Exercise prompt »
Leaving the pictures out, transcribe the records below exactly.

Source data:
-- Opening Marker --

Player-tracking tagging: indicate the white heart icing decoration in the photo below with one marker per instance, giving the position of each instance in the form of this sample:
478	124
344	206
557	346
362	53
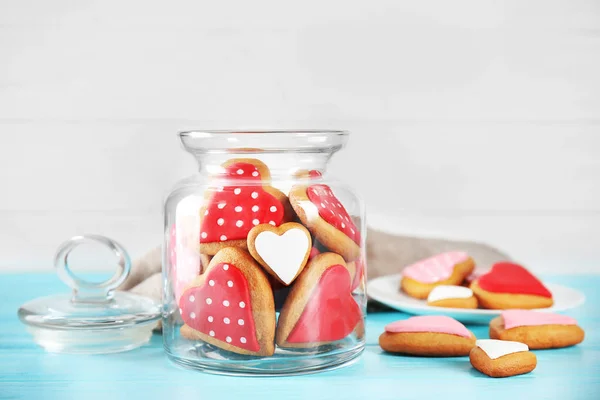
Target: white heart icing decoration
444	292
498	348
283	254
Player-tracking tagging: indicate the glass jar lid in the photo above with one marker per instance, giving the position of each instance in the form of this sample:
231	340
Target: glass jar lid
94	318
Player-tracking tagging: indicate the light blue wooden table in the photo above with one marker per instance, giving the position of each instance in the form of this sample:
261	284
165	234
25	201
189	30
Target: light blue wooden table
27	372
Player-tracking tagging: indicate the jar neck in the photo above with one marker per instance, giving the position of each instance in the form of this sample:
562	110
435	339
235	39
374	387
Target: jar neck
286	153
281	165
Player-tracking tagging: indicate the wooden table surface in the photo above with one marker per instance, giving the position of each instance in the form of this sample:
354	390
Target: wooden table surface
27	372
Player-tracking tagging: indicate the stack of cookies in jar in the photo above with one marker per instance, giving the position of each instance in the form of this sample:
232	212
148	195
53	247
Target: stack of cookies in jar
275	269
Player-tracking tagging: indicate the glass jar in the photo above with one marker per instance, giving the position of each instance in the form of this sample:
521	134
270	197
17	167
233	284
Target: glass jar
264	261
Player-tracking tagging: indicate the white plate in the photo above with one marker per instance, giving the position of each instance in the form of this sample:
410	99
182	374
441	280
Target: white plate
385	289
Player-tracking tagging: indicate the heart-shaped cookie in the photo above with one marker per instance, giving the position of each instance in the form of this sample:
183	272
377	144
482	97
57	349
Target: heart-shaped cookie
326	217
516	318
429	323
232	210
507	277
231	305
320	308
282	251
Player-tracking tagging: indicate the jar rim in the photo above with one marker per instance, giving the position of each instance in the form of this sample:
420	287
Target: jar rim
258	141
210	132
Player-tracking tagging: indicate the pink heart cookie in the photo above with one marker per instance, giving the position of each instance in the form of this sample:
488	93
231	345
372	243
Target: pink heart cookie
429	323
436	268
431	335
515	318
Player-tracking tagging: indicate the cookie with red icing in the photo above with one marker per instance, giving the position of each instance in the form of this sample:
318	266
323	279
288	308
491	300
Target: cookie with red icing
325	216
501	359
320	308
283	251
450	268
429	335
246	199
538	330
231	305
509	285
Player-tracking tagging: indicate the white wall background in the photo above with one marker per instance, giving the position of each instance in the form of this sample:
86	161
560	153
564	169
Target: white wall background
486	114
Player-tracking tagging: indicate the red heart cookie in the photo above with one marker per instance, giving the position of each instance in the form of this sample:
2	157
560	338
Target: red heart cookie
507	277
233	210
320	308
327	219
231	306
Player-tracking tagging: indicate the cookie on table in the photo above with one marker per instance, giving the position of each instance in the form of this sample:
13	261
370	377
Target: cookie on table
233	209
320	308
327	219
452	296
430	335
500	359
231	305
451	268
538	330
283	251
508	285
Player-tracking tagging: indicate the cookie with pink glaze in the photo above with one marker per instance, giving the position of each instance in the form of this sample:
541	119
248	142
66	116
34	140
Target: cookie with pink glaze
538	330
500	359
435	336
451	268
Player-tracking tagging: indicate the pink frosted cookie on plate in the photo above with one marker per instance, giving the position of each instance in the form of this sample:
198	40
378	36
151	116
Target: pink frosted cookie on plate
500	359
449	268
538	330
437	336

-- Closing Marker --

Exercise response »
Player-tracking tagging: indicate the white heart icing decoration in the photo below with one marker per instance, giving the position of each instance in the form of this sample:
478	124
344	206
557	346
362	53
Target: white heart icing decoration
444	292
498	348
283	254
Player-tracking tagging: indicate the glass jar lid in the photo above with one marker per instance, giving the position of each instance in the form of this sample:
231	340
Target: glass jar lid
94	318
Player-tracking tagging: indicate the light blue wooden table in the photo above with one marker per instance, giving the position of each instance in the form of this sample:
261	284
165	234
25	201
189	30
Target: light blue wooden table
27	372
Player-tracking tagging: indicate the jar neck in the photo above with one marker per instance, giving the position of each instance in the form of this sample:
562	110
435	339
235	39
374	387
Target: jar neck
286	153
281	165
Player-tracking tagging: indicate the wooden table surface in the photo above with one marker per instance, giving the position of each instance in the form of this sample:
354	390
Target: wooden table surface
27	372
Player-tracking tagging: indicate the stack of cookies in jar in the photo above with one marker per instance, giving the position of each instance in the form of this sample:
232	212
148	195
53	247
Target: stack of cookies in jar
275	269
Player-tracking tagging: indicate the glass jar in the photo above with one marker per instance, giving the position of each instance in the form of this sample:
521	134
270	197
17	167
233	284
Target: glass jar
264	261
Player-tracking tagging: indicate the white plate in the photo above with one marker per instance, giving the position of each instance in the form of this sample:
410	99
182	374
441	280
Target: white plate
385	289
Player-tracking tagging: indicate the heart-shaped cookie in the photo above with one marker per instance, giving the position of each instance in the form of this sample:
183	272
377	144
482	97
57	349
Target: heart-shaped cookie
326	217
516	318
429	323
232	210
507	277
231	305
320	308
282	251
Player-tracking tagging: indicate the jar rim in the photo above with one marker per instance, giving the position of each instance in the form of this sample:
420	287
Target: jar rim
258	141
210	132
Player-tracking tagging: indicate the pink heart cookie in the photo above with one marker per instance, giving the position of each instance in the form of this sample:
488	93
231	345
372	243
Target: pink heart cookie
429	323
436	268
431	335
515	318
Player-tracking tagging: indicate the cookie with red icing in the photo above with one marker per instance, giving the position of each instance in the form of this sample:
318	266
323	279
288	308
491	300
Target: cookie with red icing
325	216
501	359
320	308
283	251
450	268
429	335
246	199
538	330
231	305
509	285
Player-tracking tagging: indicate the white wall background in the photo above with one marker per instance, giving the position of each instance in the form of this sample:
86	161
560	153
564	169
Target: white wall background
486	114
Player-tracking tagging: indicate the red heart cookie in the photo above with one marker per instance, giving the position of each instance in the form of this sample:
2	157
560	338
Target: red heart cookie
507	277
233	210
320	308
327	219
231	306
Player-tracking tagging: indicate the cookie on table in the photo above with one marker per instance, giving the position of each instance in the form of this sample:
13	261
370	377
Target: cookie on table
233	209
320	308
327	219
452	296
430	335
500	359
231	305
451	268
538	330
283	251
508	285
Player-tracking tagging: indicate the cookie with pink glaze in the photo above with one marker per instance, giving the position of each instance in the form of this sample:
541	119
248	142
66	116
34	140
Target: cookie with pink glaze
538	330
500	359
435	336
451	268
Player-tracking tagging: indicate the pink frosted cookie on plate in the photo above with one marker per instance, giving the position of each instance in the form of this sample:
198	40
378	36
151	116
Target: pink frosted cookie on plate
500	359
449	268
538	330
437	336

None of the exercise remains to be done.